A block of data
★ ★ ★ ★ ★ ★ ★

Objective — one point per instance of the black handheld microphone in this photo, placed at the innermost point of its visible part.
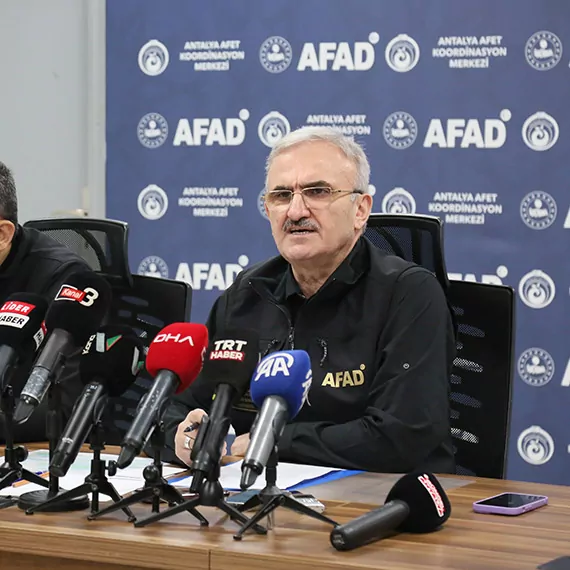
(21, 331)
(228, 367)
(76, 311)
(108, 366)
(416, 503)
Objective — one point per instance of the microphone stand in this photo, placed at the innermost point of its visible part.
(12, 470)
(156, 487)
(95, 483)
(271, 497)
(210, 493)
(53, 428)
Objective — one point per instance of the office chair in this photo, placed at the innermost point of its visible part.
(481, 379)
(146, 304)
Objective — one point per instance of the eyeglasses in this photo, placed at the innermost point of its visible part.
(313, 196)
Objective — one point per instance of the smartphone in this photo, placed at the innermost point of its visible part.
(509, 504)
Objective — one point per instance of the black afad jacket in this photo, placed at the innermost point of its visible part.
(381, 342)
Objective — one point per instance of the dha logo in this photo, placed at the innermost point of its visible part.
(344, 378)
(535, 445)
(536, 367)
(152, 202)
(209, 276)
(274, 364)
(398, 201)
(153, 58)
(153, 266)
(540, 131)
(538, 210)
(465, 133)
(492, 278)
(543, 50)
(537, 289)
(402, 53)
(275, 54)
(272, 128)
(400, 130)
(152, 130)
(208, 132)
(357, 57)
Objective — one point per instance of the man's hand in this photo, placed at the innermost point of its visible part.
(183, 442)
(239, 447)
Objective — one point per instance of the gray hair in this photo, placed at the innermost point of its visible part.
(351, 149)
(8, 198)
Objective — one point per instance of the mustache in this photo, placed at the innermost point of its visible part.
(302, 224)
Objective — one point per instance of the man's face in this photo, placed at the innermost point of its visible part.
(305, 231)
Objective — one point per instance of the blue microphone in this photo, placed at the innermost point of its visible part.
(279, 388)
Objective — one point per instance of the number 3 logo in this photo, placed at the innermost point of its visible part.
(90, 296)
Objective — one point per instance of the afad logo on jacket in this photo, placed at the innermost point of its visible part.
(344, 378)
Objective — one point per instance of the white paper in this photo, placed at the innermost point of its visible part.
(125, 481)
(288, 475)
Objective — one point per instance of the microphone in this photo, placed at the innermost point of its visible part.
(227, 367)
(174, 359)
(21, 331)
(279, 387)
(76, 311)
(108, 366)
(416, 503)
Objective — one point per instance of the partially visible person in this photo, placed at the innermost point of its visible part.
(33, 262)
(377, 328)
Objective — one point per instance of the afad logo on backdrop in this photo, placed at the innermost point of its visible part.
(200, 276)
(276, 55)
(210, 131)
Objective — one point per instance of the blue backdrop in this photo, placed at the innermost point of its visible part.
(462, 108)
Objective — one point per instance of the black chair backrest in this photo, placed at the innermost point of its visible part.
(102, 243)
(482, 377)
(413, 237)
(146, 304)
(481, 381)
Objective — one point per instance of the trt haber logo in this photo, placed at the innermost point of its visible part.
(228, 350)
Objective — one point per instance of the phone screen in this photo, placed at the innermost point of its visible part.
(511, 500)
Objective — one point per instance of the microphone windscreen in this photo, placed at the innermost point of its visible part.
(178, 347)
(428, 502)
(230, 359)
(21, 322)
(112, 356)
(287, 374)
(80, 305)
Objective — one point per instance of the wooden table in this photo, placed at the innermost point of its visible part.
(467, 541)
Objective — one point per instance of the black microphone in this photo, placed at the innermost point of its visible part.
(21, 331)
(416, 503)
(108, 366)
(76, 311)
(228, 368)
(174, 359)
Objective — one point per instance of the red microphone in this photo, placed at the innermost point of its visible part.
(174, 359)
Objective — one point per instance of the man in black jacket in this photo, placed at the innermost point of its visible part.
(33, 262)
(377, 328)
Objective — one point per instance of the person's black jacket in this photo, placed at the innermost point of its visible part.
(37, 263)
(381, 341)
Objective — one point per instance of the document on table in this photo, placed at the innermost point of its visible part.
(288, 475)
(125, 481)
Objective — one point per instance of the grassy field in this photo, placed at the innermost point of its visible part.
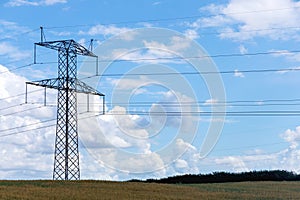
(123, 190)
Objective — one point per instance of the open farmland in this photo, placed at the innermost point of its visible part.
(133, 190)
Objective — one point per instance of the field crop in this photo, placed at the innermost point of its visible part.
(33, 190)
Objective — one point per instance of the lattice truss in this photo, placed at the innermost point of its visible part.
(66, 159)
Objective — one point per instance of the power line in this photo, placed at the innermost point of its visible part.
(17, 112)
(195, 73)
(170, 19)
(10, 97)
(27, 125)
(181, 58)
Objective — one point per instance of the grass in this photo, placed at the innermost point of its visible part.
(129, 190)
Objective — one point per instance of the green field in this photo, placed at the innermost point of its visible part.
(130, 190)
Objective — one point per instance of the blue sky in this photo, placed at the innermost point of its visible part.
(140, 137)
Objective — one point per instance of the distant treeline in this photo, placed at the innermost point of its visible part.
(222, 177)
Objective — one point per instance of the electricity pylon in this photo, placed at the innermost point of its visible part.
(66, 159)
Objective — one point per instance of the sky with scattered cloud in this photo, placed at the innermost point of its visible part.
(190, 87)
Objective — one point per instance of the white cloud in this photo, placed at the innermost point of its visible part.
(24, 155)
(16, 3)
(292, 136)
(235, 162)
(243, 20)
(108, 30)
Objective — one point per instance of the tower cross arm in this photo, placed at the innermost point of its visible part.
(82, 87)
(69, 45)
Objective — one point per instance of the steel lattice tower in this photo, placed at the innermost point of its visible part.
(66, 159)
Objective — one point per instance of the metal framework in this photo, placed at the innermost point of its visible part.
(66, 159)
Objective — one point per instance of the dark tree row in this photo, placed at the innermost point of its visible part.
(222, 177)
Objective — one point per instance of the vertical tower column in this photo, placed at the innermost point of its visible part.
(66, 159)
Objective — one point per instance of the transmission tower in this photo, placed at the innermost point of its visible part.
(66, 159)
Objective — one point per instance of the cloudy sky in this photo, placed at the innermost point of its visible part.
(191, 86)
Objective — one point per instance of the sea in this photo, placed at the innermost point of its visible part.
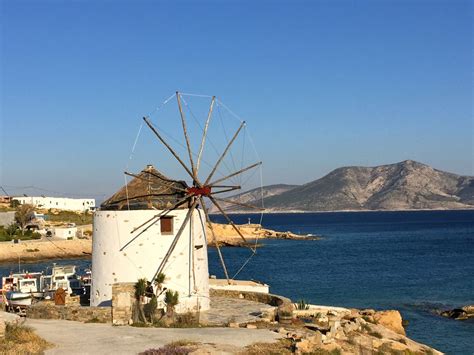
(417, 262)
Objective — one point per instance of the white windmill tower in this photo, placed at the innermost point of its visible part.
(155, 225)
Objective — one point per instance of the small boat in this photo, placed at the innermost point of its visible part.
(18, 298)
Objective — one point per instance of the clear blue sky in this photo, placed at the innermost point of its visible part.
(323, 84)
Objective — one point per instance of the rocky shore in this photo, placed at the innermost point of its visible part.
(37, 250)
(46, 249)
(227, 236)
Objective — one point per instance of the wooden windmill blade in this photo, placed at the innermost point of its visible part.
(199, 191)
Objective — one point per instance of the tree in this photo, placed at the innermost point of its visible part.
(14, 203)
(23, 215)
(140, 289)
(160, 278)
(11, 230)
(171, 300)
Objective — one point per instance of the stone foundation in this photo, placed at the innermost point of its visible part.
(267, 298)
(122, 302)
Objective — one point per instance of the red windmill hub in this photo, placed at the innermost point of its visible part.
(199, 191)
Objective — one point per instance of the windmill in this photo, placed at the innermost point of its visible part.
(155, 224)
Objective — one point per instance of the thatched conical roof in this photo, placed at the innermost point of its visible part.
(149, 190)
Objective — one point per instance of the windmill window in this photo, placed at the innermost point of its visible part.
(166, 224)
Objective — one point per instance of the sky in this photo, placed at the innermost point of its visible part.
(321, 84)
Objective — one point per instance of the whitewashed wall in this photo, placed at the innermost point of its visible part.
(64, 233)
(113, 261)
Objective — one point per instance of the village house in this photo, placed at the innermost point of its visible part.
(60, 203)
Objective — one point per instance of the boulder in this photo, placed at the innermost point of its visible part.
(462, 313)
(391, 320)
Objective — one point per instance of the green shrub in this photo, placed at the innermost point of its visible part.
(302, 305)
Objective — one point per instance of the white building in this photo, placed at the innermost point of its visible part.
(65, 232)
(60, 203)
(125, 248)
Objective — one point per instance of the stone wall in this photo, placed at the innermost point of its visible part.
(267, 298)
(48, 310)
(122, 302)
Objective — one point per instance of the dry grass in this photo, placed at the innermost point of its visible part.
(283, 346)
(179, 347)
(20, 339)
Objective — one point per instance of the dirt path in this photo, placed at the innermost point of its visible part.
(80, 338)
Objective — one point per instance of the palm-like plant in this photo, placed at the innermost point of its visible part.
(171, 300)
(140, 288)
(160, 278)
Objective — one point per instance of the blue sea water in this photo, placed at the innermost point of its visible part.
(411, 261)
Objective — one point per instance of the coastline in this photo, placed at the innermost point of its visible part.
(38, 250)
(351, 211)
(34, 251)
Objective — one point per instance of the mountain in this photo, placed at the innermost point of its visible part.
(253, 197)
(404, 185)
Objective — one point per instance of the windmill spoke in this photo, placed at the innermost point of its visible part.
(239, 204)
(151, 221)
(226, 190)
(185, 131)
(180, 202)
(175, 240)
(141, 196)
(204, 134)
(236, 173)
(150, 181)
(224, 153)
(169, 147)
(230, 221)
(214, 238)
(227, 186)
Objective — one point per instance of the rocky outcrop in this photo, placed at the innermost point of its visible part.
(391, 320)
(226, 235)
(462, 313)
(400, 186)
(321, 329)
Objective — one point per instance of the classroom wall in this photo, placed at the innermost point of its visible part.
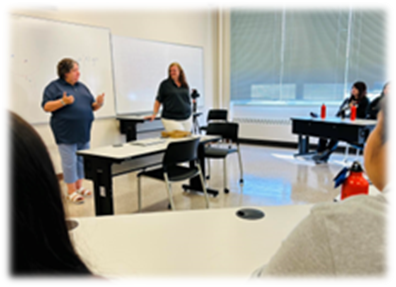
(182, 23)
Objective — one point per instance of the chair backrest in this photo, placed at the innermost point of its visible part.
(217, 115)
(179, 152)
(225, 130)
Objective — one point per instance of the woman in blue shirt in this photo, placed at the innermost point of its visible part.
(72, 106)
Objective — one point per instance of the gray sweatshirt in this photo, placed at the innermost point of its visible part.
(348, 242)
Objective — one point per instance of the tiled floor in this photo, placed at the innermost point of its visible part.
(271, 177)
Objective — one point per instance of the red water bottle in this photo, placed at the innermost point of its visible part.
(355, 183)
(353, 113)
(323, 111)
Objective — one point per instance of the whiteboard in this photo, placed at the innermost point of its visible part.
(32, 49)
(141, 65)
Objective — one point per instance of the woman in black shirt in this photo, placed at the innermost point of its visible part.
(173, 94)
(374, 105)
(358, 98)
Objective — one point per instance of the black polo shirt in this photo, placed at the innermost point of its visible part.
(175, 101)
(70, 124)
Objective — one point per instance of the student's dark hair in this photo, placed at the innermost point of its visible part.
(65, 66)
(38, 246)
(386, 109)
(388, 83)
(182, 76)
(362, 88)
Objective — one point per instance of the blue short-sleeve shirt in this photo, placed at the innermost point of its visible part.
(70, 124)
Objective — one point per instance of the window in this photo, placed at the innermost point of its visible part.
(308, 53)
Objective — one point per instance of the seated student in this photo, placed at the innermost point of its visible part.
(374, 107)
(38, 246)
(358, 98)
(347, 242)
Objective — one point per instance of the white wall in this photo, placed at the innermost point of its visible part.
(183, 23)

★ ★ ★ ★ ★ ★ ★

For this exercise, please retype exactly the lines in the listing from the line with "Objective — one point per instance of the blue short-sleeve" through its last line, both ends included.

Objective — one point per instance of the blue short-sleeve shirt in this photo, placed at the innermost point of its visible part.
(70, 124)
Objective — one point per instance of the window in this photo, placed at the innermost point of its visible part.
(308, 53)
Objective — one point per instance of the seated student in this photo, placed at the innermost point of its visible part.
(374, 107)
(38, 246)
(358, 98)
(347, 242)
Objective — one point per instance of the white wall in this photo, placed at the innermost point of its visible part.
(183, 23)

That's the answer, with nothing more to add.